WRITTEN REQUEST A: Put into a numbered list the lines of the records running from their first line through the line that contains "263 332 L 162", with both ends included and blank lines left out.

SELECTION:
IP fragments being dropped
Brian Kuschak
brian.kuschak@skystream.com
Sun, 25 Nov 2001 16:56:01 -0800
Ok, so I'm replying to my own post :-)
After many hours of pain, I found the cause of this problem, and verified
that it's fixed in the latest kernel. However as I mentioned before I'm
forced to use the 2.4.3 kernel. I intend to fix the problem like this, and
I would appreciate any comments from the netfilter authors on any possible
problems with this approach:
Multicast fragmented UDP packets to be forwarded are dropped by netfilter.
Unicast packets or unfragmented mcast packets are forwarded correctly. The
source of the problem is ip_mc_output(). It is called twice by
ipmr_forward_finish(), once for each fragment. It calls the NF_HOOK to loop
back packets for local users. This hook then calls ip_nat_out() which
defragments by calling ip_defreg(). The defrag functions hash the packets
into a queue based on saddr, daddr, proto, and id. This works fine for the
looped back packet - it is defraged and sent. The defrag queue is then
cleared for this packet. Problem is now ip_mc_output() is called with the
second fragment (to be forwarded). The NF_HOOK once again attempts to
defrag the packet, but the first fragment has already been deleted from the
fragment queue!! So ip_nat_out() steals the packet and shoves it in the
frag queue by calling ip_defrag() again. This was really the 2nd fragment
and should have completed the packet, but it can't, so ip_finish_output2()

WRITTEN REQUEST B: Shorten the paragraph of the post beginning "After many hours of pain", keeping its main facts.

RECORD EXCERPTS:
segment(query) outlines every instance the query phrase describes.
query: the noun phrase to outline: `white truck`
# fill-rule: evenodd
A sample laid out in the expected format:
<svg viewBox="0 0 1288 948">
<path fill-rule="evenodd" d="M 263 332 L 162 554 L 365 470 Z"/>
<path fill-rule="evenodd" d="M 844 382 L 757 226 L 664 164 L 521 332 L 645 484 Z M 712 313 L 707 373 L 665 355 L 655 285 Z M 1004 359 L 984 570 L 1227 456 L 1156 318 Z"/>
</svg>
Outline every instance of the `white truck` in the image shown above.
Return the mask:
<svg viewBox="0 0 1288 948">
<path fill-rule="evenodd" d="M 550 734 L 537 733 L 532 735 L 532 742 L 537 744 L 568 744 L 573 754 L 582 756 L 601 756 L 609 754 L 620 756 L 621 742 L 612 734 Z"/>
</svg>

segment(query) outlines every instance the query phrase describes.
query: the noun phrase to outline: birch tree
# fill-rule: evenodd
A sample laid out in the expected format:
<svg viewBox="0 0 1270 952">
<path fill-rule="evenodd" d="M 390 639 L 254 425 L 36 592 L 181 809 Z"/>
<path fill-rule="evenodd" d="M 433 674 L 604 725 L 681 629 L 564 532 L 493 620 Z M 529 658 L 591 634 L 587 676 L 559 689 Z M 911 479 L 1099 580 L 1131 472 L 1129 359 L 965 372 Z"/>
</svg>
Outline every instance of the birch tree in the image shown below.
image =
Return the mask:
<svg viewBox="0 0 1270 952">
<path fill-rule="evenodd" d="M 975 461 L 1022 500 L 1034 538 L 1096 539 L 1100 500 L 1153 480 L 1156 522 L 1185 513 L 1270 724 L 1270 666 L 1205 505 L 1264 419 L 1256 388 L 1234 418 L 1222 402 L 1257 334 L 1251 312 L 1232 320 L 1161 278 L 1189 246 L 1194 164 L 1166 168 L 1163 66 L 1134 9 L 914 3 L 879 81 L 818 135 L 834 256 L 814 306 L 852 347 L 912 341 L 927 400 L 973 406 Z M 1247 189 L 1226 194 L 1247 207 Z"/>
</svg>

FULL RESPONSE A:
1. segment(query) outlines every instance the query phrase describes.
2. query: the noun phrase to outline: `white truck`
3. # fill-rule: evenodd
4. A sample laid out in the expected format:
5. <svg viewBox="0 0 1288 948">
6. <path fill-rule="evenodd" d="M 263 332 L 162 554 L 365 470 Z"/>

FULL RESPONSE B: After many hours, the writer found the cause of the problem and verified that it is fixed in the latest kernel. Because the writer must use the 2.4.3 kernel, they plan to fix it with the approach described and ask the netfilter authors for comments on possible problems with it.